EXERCISE REQUIREMENTS:
Which lines of the records contain the string "item"? Pull out each such line in full, treating the match as case-sensitive.

ENTRIES SHOWN:
********************

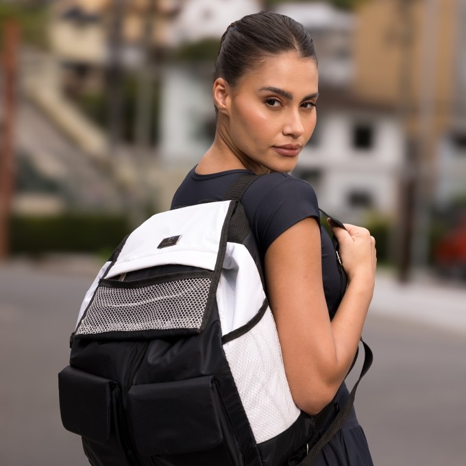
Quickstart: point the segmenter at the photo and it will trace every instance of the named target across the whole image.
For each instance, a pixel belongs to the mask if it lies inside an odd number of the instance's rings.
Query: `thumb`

********************

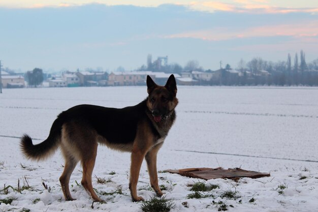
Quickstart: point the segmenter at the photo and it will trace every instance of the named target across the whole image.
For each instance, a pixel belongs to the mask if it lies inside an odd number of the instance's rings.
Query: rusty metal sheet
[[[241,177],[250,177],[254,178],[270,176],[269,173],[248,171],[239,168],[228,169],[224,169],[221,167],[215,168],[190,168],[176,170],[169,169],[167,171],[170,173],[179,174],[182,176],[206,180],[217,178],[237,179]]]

********************

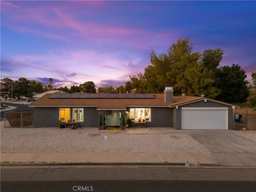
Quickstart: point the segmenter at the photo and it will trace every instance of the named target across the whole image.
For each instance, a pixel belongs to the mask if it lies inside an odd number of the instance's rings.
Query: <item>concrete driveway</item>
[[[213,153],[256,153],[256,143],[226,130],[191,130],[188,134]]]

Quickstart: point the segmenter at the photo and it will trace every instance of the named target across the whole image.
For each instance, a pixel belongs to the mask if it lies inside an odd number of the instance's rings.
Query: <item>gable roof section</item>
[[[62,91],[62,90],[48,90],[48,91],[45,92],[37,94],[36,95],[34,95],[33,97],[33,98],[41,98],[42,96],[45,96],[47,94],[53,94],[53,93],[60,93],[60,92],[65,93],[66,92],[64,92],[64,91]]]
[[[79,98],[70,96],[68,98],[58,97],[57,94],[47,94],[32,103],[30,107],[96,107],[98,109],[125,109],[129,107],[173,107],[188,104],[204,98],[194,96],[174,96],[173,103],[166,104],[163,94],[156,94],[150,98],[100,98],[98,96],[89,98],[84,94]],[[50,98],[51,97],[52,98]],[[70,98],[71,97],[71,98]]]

********************

CORRECT RESPONSE:
Query: <item>concrete driveway</item>
Query: <item>gable roof section</item>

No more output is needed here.